Saved entries
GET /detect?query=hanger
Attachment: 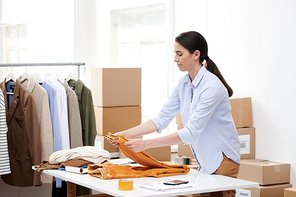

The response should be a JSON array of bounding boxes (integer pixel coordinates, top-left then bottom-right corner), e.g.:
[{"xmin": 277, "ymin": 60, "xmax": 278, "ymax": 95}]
[
  {"xmin": 20, "ymin": 72, "xmax": 31, "ymax": 82},
  {"xmin": 5, "ymin": 72, "xmax": 16, "ymax": 83},
  {"xmin": 33, "ymin": 72, "xmax": 44, "ymax": 83},
  {"xmin": 66, "ymin": 72, "xmax": 77, "ymax": 82},
  {"xmin": 56, "ymin": 73, "xmax": 64, "ymax": 84}
]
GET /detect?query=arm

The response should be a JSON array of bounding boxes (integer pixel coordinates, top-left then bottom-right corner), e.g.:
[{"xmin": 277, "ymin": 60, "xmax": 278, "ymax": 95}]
[
  {"xmin": 121, "ymin": 119, "xmax": 158, "ymax": 138},
  {"xmin": 108, "ymin": 119, "xmax": 158, "ymax": 147},
  {"xmin": 124, "ymin": 131, "xmax": 182, "ymax": 152}
]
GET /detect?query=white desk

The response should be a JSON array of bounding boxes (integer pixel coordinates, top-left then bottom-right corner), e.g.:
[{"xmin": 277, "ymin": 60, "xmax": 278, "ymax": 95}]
[{"xmin": 43, "ymin": 168, "xmax": 258, "ymax": 197}]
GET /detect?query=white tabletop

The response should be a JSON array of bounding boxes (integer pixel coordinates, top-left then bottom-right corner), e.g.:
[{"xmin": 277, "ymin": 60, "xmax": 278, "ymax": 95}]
[{"xmin": 43, "ymin": 165, "xmax": 258, "ymax": 197}]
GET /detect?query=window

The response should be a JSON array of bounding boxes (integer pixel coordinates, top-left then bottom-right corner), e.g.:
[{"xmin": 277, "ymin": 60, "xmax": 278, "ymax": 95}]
[
  {"xmin": 97, "ymin": 1, "xmax": 176, "ymax": 139},
  {"xmin": 1, "ymin": 0, "xmax": 75, "ymax": 80}
]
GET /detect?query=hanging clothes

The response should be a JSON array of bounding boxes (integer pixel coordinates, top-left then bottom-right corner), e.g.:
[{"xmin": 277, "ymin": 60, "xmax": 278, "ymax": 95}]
[
  {"xmin": 63, "ymin": 81, "xmax": 83, "ymax": 148},
  {"xmin": 0, "ymin": 89, "xmax": 10, "ymax": 176},
  {"xmin": 44, "ymin": 73, "xmax": 70, "ymax": 150},
  {"xmin": 41, "ymin": 81, "xmax": 62, "ymax": 153},
  {"xmin": 68, "ymin": 79, "xmax": 96, "ymax": 146},
  {"xmin": 0, "ymin": 79, "xmax": 41, "ymax": 187},
  {"xmin": 19, "ymin": 75, "xmax": 54, "ymax": 184}
]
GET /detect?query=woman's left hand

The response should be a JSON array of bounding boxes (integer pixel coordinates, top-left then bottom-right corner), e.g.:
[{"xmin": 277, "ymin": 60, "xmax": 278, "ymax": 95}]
[{"xmin": 123, "ymin": 139, "xmax": 149, "ymax": 152}]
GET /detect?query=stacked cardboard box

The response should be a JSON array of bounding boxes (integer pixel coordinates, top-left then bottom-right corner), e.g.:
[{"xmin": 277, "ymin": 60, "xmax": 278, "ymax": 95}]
[
  {"xmin": 230, "ymin": 97, "xmax": 255, "ymax": 159},
  {"xmin": 231, "ymin": 97, "xmax": 293, "ymax": 196},
  {"xmin": 91, "ymin": 67, "xmax": 142, "ymax": 154},
  {"xmin": 237, "ymin": 159, "xmax": 292, "ymax": 197},
  {"xmin": 285, "ymin": 187, "xmax": 296, "ymax": 197}
]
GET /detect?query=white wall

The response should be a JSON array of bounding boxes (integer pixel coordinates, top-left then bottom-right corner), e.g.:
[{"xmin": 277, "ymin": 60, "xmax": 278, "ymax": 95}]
[{"xmin": 175, "ymin": 0, "xmax": 296, "ymax": 186}]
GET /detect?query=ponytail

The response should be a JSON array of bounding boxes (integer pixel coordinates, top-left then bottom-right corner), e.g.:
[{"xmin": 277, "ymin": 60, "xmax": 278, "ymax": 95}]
[{"xmin": 205, "ymin": 58, "xmax": 233, "ymax": 97}]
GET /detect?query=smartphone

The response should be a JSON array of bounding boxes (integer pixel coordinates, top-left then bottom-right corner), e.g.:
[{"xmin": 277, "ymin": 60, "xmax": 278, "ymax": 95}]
[{"xmin": 163, "ymin": 180, "xmax": 189, "ymax": 185}]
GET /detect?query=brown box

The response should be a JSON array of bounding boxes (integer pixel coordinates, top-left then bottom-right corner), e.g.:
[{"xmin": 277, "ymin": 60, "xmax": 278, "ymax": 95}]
[
  {"xmin": 245, "ymin": 184, "xmax": 292, "ymax": 197},
  {"xmin": 176, "ymin": 112, "xmax": 183, "ymax": 126},
  {"xmin": 237, "ymin": 127, "xmax": 255, "ymax": 159},
  {"xmin": 178, "ymin": 144, "xmax": 194, "ymax": 158},
  {"xmin": 229, "ymin": 97, "xmax": 252, "ymax": 128},
  {"xmin": 96, "ymin": 135, "xmax": 119, "ymax": 153},
  {"xmin": 91, "ymin": 67, "xmax": 141, "ymax": 107},
  {"xmin": 94, "ymin": 106, "xmax": 141, "ymax": 136},
  {"xmin": 237, "ymin": 159, "xmax": 290, "ymax": 185},
  {"xmin": 285, "ymin": 187, "xmax": 296, "ymax": 197},
  {"xmin": 120, "ymin": 146, "xmax": 171, "ymax": 161}
]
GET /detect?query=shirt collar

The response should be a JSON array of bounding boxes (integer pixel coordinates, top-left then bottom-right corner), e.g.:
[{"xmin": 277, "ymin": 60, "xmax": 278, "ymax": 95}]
[{"xmin": 184, "ymin": 65, "xmax": 207, "ymax": 87}]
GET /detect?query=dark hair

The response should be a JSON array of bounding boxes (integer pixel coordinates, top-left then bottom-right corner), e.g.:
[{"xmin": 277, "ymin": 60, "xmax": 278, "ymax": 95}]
[{"xmin": 175, "ymin": 31, "xmax": 233, "ymax": 97}]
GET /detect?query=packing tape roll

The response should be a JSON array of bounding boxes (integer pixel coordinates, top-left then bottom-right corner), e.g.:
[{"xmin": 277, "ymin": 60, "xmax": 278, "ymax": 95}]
[{"xmin": 118, "ymin": 179, "xmax": 133, "ymax": 191}]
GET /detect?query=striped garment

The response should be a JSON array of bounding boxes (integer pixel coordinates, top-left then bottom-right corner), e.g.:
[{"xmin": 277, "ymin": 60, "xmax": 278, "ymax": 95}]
[{"xmin": 0, "ymin": 89, "xmax": 10, "ymax": 175}]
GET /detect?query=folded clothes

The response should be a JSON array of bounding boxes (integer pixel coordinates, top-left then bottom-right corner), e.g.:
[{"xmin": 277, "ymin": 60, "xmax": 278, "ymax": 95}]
[
  {"xmin": 87, "ymin": 133, "xmax": 190, "ymax": 179},
  {"xmin": 49, "ymin": 146, "xmax": 110, "ymax": 164},
  {"xmin": 35, "ymin": 159, "xmax": 93, "ymax": 171}
]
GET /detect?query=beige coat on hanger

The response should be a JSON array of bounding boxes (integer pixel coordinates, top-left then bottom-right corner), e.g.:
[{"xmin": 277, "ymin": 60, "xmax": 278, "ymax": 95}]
[{"xmin": 19, "ymin": 75, "xmax": 54, "ymax": 184}]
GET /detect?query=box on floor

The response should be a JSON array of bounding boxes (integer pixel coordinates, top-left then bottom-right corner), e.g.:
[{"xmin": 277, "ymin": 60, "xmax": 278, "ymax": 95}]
[
  {"xmin": 91, "ymin": 67, "xmax": 141, "ymax": 107},
  {"xmin": 229, "ymin": 97, "xmax": 253, "ymax": 128},
  {"xmin": 243, "ymin": 183, "xmax": 292, "ymax": 197},
  {"xmin": 94, "ymin": 105, "xmax": 141, "ymax": 136},
  {"xmin": 237, "ymin": 159, "xmax": 290, "ymax": 185},
  {"xmin": 285, "ymin": 187, "xmax": 296, "ymax": 197}
]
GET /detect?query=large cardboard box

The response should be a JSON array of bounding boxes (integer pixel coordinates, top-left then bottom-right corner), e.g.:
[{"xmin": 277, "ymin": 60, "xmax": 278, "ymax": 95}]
[
  {"xmin": 237, "ymin": 127, "xmax": 255, "ymax": 159},
  {"xmin": 91, "ymin": 67, "xmax": 141, "ymax": 107},
  {"xmin": 246, "ymin": 183, "xmax": 292, "ymax": 197},
  {"xmin": 94, "ymin": 105, "xmax": 141, "ymax": 136},
  {"xmin": 120, "ymin": 146, "xmax": 171, "ymax": 161},
  {"xmin": 229, "ymin": 97, "xmax": 252, "ymax": 128},
  {"xmin": 285, "ymin": 187, "xmax": 296, "ymax": 197},
  {"xmin": 237, "ymin": 159, "xmax": 290, "ymax": 185}
]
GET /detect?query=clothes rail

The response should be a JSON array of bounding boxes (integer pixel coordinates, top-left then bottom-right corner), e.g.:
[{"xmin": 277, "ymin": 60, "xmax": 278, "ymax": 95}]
[{"xmin": 0, "ymin": 62, "xmax": 85, "ymax": 78}]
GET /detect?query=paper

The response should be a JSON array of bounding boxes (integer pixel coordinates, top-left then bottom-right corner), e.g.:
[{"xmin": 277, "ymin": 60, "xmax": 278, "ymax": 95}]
[
  {"xmin": 238, "ymin": 134, "xmax": 250, "ymax": 154},
  {"xmin": 65, "ymin": 166, "xmax": 88, "ymax": 174},
  {"xmin": 137, "ymin": 181, "xmax": 193, "ymax": 191}
]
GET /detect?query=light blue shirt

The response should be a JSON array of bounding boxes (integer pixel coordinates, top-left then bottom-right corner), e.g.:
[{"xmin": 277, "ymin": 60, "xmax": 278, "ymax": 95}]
[{"xmin": 151, "ymin": 65, "xmax": 240, "ymax": 174}]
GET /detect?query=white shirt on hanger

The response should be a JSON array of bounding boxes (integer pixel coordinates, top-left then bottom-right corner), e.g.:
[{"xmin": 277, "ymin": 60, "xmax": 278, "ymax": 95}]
[{"xmin": 44, "ymin": 73, "xmax": 70, "ymax": 150}]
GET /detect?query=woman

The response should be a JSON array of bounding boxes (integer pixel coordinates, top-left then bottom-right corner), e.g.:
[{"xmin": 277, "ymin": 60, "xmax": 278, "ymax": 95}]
[{"xmin": 109, "ymin": 31, "xmax": 240, "ymax": 197}]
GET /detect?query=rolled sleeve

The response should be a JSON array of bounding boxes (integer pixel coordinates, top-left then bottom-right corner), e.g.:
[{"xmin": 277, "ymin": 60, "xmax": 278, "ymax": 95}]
[{"xmin": 177, "ymin": 127, "xmax": 195, "ymax": 144}]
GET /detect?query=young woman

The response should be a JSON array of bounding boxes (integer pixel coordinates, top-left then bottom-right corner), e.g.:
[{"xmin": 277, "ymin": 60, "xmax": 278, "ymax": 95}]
[{"xmin": 109, "ymin": 31, "xmax": 240, "ymax": 197}]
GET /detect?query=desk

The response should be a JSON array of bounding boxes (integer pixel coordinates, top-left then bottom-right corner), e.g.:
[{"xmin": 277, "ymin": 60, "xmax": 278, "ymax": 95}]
[{"xmin": 43, "ymin": 168, "xmax": 258, "ymax": 197}]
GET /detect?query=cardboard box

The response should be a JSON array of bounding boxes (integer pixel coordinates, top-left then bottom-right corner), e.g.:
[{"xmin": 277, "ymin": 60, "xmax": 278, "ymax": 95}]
[
  {"xmin": 245, "ymin": 183, "xmax": 292, "ymax": 197},
  {"xmin": 176, "ymin": 112, "xmax": 183, "ymax": 126},
  {"xmin": 237, "ymin": 127, "xmax": 255, "ymax": 159},
  {"xmin": 95, "ymin": 135, "xmax": 119, "ymax": 153},
  {"xmin": 229, "ymin": 97, "xmax": 252, "ymax": 128},
  {"xmin": 178, "ymin": 144, "xmax": 195, "ymax": 158},
  {"xmin": 94, "ymin": 106, "xmax": 141, "ymax": 136},
  {"xmin": 285, "ymin": 187, "xmax": 296, "ymax": 197},
  {"xmin": 237, "ymin": 159, "xmax": 290, "ymax": 185},
  {"xmin": 120, "ymin": 146, "xmax": 171, "ymax": 161},
  {"xmin": 91, "ymin": 67, "xmax": 141, "ymax": 107}
]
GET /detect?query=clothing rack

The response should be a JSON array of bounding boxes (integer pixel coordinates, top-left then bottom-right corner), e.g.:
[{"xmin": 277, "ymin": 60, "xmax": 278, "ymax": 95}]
[{"xmin": 0, "ymin": 62, "xmax": 85, "ymax": 78}]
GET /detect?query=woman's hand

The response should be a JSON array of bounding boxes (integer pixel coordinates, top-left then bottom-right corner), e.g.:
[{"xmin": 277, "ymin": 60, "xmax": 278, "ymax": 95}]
[
  {"xmin": 106, "ymin": 131, "xmax": 124, "ymax": 147},
  {"xmin": 123, "ymin": 139, "xmax": 150, "ymax": 152}
]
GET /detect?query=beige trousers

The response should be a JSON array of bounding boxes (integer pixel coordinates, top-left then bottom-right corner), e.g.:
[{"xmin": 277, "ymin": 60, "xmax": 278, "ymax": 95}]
[{"xmin": 209, "ymin": 153, "xmax": 240, "ymax": 197}]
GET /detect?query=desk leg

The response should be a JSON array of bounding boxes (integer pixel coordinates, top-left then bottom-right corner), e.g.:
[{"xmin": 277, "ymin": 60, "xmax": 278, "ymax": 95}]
[{"xmin": 67, "ymin": 182, "xmax": 77, "ymax": 197}]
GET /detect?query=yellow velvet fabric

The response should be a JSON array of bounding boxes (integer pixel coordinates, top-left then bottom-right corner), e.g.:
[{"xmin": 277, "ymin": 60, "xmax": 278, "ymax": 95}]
[{"xmin": 87, "ymin": 132, "xmax": 190, "ymax": 179}]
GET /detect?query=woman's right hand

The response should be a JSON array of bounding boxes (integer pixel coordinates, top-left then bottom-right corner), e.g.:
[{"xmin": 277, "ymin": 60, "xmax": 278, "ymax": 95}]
[{"xmin": 107, "ymin": 131, "xmax": 124, "ymax": 147}]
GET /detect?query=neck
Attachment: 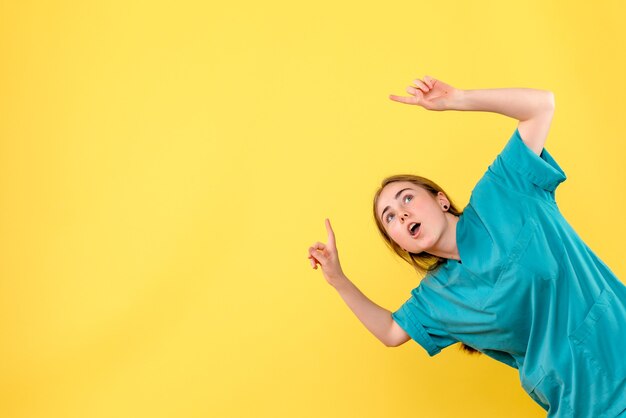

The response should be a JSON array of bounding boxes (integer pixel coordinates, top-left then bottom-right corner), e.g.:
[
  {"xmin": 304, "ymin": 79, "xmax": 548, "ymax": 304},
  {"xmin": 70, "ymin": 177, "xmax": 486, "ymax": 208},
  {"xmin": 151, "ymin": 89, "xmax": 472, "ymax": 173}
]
[{"xmin": 426, "ymin": 213, "xmax": 461, "ymax": 262}]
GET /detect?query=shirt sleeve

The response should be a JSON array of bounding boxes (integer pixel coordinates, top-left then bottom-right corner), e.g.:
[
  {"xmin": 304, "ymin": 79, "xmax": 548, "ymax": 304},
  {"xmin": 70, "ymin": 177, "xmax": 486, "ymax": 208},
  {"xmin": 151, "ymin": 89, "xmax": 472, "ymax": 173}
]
[
  {"xmin": 391, "ymin": 287, "xmax": 457, "ymax": 356},
  {"xmin": 486, "ymin": 128, "xmax": 567, "ymax": 202}
]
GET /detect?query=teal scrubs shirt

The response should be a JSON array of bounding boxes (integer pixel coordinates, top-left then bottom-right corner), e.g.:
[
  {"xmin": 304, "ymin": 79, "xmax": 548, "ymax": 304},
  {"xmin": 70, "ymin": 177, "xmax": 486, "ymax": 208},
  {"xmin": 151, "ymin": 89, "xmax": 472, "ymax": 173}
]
[{"xmin": 392, "ymin": 128, "xmax": 626, "ymax": 418}]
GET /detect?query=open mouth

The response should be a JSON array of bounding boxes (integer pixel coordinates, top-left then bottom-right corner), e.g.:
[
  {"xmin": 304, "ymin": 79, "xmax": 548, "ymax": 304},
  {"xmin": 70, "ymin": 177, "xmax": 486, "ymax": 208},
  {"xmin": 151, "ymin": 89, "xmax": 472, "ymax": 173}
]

What needs to be done
Show all lines in the entries above where the word "beige" appears.

Answer box
GET /detect?query=beige coat on hanger
GET /detect?query=beige trousers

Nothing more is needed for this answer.